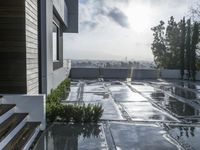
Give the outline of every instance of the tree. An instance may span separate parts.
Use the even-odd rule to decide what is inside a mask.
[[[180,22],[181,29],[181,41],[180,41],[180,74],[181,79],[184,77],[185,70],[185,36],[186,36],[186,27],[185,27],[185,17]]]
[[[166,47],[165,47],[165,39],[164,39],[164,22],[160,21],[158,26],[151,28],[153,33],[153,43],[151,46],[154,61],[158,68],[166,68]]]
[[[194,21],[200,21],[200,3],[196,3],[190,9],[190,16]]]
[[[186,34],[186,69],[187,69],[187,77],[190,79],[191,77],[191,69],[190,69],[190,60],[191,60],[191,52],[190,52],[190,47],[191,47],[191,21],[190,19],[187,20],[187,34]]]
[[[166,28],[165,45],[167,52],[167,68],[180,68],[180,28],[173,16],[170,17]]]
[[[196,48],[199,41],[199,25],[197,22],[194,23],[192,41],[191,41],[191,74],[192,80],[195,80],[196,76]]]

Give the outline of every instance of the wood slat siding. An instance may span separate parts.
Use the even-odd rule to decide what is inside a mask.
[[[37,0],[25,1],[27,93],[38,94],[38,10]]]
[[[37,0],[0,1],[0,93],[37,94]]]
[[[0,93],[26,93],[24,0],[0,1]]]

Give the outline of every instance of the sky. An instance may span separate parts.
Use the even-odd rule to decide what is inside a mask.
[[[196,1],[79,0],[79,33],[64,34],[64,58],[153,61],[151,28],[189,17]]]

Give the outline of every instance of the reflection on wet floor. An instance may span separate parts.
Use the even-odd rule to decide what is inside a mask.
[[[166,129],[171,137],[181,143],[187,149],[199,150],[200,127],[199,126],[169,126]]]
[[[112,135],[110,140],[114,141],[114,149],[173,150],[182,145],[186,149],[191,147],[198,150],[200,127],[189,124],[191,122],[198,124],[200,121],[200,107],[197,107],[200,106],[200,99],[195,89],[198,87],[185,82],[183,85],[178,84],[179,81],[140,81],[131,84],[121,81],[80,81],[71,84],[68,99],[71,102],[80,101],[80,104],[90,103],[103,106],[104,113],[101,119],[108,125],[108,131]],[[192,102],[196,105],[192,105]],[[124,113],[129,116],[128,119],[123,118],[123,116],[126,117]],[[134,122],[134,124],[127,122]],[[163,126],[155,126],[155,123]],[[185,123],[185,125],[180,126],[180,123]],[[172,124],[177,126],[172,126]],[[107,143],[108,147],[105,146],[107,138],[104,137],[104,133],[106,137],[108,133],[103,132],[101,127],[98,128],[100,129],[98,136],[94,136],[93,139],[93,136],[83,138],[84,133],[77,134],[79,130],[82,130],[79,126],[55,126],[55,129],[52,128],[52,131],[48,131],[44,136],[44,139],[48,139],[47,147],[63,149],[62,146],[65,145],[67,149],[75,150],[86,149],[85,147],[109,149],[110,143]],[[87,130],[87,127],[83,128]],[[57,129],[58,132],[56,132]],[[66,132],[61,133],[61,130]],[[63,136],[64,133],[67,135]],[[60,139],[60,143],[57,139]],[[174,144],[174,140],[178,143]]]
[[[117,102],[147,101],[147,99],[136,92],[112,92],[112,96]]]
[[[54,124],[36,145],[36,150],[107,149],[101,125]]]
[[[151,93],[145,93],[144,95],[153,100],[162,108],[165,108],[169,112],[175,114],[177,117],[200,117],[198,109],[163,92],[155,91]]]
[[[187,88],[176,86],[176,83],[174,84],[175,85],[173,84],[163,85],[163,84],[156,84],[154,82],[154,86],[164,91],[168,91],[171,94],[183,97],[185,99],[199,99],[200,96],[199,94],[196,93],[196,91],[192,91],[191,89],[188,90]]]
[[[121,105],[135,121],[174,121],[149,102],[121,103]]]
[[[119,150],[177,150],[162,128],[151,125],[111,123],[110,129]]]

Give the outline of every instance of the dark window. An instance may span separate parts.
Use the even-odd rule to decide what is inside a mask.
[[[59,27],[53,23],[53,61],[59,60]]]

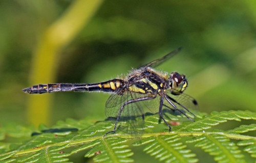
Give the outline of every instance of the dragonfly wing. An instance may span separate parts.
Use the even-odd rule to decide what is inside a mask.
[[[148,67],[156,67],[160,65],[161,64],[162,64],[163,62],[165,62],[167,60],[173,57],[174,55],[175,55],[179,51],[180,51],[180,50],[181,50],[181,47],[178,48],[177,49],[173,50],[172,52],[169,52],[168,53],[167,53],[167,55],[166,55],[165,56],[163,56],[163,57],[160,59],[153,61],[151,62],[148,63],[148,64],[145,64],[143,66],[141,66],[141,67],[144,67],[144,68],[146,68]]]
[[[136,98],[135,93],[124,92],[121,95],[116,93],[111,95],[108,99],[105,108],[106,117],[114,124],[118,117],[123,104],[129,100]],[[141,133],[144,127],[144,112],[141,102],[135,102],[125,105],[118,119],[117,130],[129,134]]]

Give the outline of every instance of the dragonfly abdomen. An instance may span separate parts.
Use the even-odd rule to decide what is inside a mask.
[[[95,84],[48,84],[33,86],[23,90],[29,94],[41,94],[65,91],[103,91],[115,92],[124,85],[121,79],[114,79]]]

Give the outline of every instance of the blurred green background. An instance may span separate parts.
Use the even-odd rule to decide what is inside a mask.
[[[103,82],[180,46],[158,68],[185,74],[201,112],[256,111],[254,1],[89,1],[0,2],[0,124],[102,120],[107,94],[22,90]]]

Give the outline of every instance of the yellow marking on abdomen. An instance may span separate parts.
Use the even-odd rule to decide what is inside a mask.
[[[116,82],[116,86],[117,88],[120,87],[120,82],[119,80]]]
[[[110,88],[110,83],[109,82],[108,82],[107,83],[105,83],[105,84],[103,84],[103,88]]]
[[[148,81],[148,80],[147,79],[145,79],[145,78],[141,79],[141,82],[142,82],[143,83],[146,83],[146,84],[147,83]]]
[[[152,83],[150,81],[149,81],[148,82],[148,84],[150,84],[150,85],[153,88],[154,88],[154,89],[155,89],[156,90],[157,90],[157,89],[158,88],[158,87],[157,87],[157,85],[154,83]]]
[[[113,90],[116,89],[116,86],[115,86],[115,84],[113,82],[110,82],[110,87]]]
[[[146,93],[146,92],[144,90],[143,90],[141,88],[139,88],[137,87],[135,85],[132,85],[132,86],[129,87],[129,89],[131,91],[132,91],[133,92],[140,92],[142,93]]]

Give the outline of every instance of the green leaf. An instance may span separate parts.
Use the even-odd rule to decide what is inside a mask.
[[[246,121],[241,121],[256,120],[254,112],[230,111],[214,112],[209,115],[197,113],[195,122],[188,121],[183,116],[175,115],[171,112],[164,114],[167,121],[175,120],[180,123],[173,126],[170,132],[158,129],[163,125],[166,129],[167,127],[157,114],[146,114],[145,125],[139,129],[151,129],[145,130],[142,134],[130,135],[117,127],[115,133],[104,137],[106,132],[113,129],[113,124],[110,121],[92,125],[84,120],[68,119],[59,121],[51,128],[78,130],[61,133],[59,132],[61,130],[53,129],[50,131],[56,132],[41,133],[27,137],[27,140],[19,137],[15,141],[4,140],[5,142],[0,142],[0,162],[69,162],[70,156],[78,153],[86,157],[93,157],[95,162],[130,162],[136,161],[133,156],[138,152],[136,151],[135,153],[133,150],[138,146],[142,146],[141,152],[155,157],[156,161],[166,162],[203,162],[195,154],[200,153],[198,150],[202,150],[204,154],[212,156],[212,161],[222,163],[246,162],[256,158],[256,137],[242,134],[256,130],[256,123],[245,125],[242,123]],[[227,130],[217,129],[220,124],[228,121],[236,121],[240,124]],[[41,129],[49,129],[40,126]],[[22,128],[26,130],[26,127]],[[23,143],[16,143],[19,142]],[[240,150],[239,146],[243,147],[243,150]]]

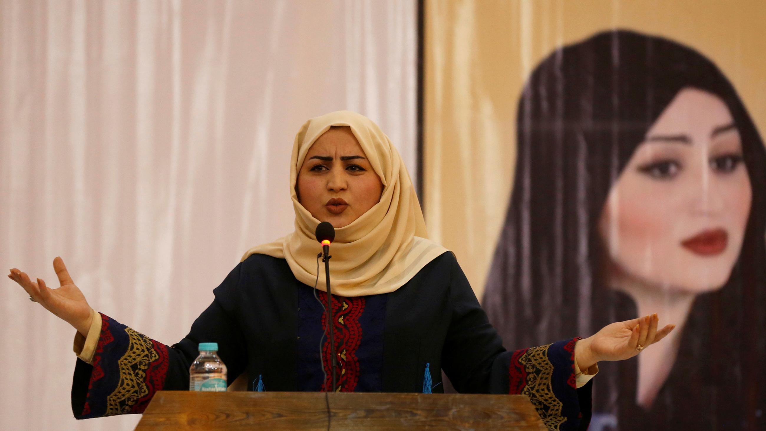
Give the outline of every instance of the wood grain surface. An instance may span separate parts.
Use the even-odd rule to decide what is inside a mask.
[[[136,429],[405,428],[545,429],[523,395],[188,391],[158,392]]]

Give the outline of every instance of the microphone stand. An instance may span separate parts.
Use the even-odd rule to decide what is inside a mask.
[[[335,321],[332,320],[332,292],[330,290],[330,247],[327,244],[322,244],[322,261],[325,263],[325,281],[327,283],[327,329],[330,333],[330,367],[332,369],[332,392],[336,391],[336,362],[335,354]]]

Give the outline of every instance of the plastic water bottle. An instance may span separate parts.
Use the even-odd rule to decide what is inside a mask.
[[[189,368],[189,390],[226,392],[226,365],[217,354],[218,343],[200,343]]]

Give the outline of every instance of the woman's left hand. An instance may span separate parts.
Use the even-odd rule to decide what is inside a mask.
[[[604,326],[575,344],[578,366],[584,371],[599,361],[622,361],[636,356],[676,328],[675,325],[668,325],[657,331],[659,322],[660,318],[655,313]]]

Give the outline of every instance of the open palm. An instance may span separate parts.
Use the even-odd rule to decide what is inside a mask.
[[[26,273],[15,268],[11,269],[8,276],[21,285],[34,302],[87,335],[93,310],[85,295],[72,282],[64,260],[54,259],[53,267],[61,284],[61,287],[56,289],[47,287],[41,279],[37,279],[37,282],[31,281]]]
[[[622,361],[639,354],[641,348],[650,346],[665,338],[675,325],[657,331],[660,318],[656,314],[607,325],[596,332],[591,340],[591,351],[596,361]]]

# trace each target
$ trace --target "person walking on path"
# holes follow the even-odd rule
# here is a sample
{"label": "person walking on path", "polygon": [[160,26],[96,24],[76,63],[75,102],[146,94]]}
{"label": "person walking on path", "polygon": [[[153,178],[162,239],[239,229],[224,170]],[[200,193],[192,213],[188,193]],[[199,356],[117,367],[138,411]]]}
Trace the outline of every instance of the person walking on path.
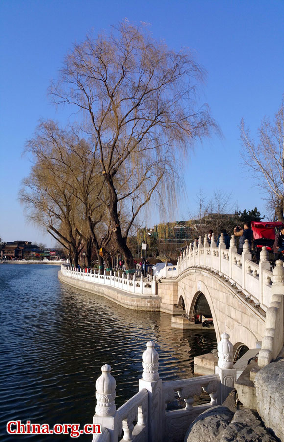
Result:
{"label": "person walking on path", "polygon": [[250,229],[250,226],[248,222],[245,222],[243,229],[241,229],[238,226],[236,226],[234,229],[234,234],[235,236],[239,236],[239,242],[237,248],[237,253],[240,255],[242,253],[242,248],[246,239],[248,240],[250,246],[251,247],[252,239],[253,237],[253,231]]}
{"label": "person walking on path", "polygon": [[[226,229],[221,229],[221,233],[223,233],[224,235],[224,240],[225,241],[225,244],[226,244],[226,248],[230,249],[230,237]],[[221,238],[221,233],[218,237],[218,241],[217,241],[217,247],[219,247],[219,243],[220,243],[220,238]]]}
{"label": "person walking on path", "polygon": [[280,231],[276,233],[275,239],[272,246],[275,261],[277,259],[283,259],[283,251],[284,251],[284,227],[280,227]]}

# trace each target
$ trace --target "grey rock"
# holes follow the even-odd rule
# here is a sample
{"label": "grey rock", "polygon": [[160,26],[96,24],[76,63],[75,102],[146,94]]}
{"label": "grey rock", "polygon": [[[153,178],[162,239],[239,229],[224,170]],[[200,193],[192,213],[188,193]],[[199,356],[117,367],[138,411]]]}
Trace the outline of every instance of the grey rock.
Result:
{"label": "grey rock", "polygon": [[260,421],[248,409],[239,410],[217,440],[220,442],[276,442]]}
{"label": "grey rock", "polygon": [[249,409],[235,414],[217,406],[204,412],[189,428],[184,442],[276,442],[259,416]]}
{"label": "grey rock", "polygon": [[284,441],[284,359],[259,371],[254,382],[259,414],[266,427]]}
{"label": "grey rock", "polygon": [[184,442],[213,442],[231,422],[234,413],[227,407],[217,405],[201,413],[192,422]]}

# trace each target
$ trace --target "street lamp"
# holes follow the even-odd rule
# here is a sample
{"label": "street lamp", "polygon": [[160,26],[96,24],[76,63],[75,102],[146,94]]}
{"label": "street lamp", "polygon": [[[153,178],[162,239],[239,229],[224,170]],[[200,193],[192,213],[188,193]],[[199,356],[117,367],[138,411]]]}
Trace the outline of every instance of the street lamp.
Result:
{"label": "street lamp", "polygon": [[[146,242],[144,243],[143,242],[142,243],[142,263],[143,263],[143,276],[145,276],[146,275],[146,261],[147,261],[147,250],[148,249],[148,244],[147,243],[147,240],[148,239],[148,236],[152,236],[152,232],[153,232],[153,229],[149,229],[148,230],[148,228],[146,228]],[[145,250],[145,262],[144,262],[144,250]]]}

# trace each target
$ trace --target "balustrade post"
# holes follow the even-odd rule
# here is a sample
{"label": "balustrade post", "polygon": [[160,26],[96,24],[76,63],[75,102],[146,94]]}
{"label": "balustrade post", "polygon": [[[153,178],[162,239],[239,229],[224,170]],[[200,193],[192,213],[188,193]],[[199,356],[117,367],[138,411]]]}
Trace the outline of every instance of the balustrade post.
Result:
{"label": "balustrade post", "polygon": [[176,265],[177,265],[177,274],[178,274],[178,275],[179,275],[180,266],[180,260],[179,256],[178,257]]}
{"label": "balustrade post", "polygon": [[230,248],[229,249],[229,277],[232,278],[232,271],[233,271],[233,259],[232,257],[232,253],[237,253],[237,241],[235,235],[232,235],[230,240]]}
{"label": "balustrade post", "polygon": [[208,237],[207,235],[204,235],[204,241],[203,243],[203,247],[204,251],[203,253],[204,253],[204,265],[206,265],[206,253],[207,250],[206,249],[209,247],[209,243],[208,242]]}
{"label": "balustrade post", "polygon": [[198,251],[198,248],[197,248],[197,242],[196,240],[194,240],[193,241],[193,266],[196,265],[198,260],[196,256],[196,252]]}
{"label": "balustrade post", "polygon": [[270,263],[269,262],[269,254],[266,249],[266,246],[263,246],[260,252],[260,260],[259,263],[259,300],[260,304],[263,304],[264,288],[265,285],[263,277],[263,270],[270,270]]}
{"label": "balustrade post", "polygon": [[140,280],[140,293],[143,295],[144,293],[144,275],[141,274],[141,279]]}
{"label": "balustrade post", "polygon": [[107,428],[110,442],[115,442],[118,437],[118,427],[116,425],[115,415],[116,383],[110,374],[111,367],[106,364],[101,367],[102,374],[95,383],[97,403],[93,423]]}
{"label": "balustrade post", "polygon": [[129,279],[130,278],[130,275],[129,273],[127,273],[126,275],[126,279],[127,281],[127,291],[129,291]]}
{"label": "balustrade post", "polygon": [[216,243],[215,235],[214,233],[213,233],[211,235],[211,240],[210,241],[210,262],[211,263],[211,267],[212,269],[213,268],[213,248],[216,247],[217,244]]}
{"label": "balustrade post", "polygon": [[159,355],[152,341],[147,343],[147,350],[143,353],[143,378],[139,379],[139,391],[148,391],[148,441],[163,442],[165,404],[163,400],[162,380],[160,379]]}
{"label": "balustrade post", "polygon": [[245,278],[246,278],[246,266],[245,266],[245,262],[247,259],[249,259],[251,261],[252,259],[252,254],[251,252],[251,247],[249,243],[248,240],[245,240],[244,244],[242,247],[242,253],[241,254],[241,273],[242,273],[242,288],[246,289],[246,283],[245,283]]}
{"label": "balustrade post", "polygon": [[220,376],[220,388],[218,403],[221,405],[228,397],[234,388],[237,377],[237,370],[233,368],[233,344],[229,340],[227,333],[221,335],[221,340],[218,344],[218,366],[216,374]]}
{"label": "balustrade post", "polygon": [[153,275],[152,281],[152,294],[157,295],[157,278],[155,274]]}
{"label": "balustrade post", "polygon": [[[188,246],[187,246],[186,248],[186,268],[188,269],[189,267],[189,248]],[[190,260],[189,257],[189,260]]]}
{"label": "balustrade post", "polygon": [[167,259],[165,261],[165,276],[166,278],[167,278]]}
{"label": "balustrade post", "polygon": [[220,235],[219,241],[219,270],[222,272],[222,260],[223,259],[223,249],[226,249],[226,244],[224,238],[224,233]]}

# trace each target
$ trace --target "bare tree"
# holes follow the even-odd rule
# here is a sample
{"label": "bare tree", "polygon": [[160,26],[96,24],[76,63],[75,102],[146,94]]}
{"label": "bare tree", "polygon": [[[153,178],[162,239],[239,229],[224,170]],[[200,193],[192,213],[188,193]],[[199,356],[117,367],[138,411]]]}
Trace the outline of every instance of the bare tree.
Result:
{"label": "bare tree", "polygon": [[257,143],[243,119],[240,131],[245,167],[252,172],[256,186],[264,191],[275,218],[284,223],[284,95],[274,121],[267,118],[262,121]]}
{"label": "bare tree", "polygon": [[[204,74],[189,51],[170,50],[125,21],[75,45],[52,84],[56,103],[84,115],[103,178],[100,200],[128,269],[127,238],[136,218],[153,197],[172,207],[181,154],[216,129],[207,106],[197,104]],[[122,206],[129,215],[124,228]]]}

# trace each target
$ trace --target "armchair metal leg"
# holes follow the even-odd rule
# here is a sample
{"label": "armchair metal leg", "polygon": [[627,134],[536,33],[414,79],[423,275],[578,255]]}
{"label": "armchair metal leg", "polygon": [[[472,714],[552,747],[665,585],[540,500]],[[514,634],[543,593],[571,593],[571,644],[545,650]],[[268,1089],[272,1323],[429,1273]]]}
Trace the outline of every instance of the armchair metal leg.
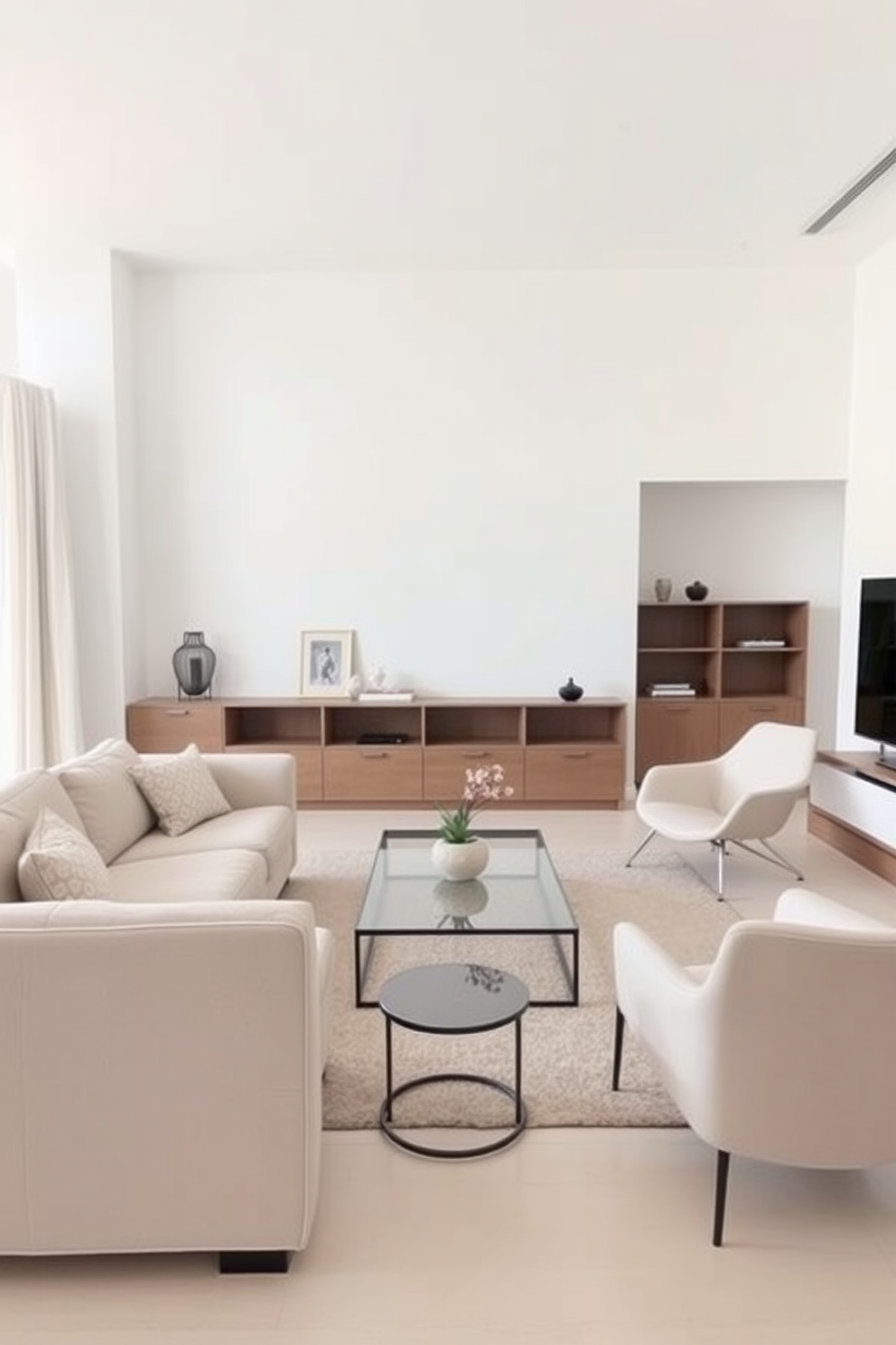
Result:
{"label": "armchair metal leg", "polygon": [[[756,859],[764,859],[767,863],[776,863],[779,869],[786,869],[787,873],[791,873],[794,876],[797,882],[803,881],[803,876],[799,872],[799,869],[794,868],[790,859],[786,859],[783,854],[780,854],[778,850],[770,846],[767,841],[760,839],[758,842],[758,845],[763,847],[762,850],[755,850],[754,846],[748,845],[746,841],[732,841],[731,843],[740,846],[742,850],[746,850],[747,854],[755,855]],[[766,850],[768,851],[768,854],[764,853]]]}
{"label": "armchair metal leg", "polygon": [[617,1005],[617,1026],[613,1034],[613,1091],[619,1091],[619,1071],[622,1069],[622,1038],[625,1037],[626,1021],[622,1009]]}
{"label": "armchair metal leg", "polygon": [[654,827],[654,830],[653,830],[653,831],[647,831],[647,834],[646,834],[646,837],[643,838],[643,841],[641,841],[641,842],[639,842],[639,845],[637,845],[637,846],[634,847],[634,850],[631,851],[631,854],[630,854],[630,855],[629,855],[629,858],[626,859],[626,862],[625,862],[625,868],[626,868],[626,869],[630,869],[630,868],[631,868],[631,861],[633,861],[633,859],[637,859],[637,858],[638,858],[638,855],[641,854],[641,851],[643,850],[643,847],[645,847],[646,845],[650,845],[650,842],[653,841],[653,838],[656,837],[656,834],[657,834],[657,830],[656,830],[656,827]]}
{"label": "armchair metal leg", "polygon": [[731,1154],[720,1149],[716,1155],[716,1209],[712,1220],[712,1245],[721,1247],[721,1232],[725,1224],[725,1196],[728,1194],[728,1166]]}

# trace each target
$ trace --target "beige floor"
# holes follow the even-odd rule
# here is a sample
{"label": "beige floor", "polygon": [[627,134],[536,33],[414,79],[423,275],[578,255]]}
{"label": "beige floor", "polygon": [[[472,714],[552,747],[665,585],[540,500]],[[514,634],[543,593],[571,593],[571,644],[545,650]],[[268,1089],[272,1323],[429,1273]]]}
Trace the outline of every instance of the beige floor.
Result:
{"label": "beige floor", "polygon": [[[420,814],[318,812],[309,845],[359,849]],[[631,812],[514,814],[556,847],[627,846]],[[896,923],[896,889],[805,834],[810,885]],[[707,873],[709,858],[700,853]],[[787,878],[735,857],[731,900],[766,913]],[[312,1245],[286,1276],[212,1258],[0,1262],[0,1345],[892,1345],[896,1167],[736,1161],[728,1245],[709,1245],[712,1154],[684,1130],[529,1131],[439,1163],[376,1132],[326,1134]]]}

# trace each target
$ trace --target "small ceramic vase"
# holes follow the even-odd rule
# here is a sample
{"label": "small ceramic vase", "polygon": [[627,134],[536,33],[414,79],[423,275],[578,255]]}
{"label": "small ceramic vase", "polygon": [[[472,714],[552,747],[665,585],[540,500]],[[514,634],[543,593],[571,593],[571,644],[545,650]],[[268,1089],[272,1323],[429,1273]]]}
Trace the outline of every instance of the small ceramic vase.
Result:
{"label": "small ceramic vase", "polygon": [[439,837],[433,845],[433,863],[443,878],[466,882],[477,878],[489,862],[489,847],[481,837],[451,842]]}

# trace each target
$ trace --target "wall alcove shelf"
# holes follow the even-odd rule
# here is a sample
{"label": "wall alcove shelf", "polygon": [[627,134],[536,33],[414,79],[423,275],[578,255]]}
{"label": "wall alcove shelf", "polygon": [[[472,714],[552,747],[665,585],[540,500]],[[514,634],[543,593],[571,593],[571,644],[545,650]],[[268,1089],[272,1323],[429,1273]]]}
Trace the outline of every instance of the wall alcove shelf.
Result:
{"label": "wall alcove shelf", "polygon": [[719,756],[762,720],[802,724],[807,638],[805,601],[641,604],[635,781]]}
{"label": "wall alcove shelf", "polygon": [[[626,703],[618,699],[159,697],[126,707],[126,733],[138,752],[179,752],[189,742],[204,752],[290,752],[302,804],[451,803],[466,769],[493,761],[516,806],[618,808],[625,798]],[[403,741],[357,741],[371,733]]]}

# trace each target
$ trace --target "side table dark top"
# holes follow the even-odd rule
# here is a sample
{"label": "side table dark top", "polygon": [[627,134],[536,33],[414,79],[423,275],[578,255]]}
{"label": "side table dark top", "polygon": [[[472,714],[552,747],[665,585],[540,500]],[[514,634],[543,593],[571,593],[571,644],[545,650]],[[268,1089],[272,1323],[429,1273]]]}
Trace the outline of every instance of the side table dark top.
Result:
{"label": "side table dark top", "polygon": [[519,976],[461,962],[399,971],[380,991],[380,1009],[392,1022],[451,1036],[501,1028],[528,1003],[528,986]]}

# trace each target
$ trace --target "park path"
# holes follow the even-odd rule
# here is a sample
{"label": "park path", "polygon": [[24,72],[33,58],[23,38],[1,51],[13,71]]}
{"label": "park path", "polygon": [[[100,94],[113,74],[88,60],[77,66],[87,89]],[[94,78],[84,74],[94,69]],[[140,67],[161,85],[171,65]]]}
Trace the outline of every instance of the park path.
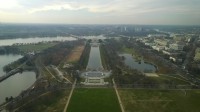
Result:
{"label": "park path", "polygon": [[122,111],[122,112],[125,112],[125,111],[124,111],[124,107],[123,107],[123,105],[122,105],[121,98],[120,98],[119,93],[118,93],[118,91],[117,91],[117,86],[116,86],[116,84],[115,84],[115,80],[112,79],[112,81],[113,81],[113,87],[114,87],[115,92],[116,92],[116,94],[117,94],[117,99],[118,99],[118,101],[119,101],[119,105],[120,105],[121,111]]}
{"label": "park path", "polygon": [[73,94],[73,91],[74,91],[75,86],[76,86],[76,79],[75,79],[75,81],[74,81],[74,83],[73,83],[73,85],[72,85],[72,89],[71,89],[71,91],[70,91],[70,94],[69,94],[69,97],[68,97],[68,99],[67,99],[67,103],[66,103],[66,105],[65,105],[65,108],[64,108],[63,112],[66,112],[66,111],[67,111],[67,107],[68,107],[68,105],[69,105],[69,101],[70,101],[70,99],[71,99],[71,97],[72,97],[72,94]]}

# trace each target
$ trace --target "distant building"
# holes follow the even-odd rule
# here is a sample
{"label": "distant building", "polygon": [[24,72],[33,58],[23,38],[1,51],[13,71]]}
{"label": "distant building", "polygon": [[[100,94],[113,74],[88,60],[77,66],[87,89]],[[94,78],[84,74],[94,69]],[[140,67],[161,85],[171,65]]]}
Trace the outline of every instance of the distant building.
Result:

EXERCISE REQUIREMENTS: Report how many lines in the records above contain the string "building", treating case as significant. Give only the number.

FINAL RESULT: 4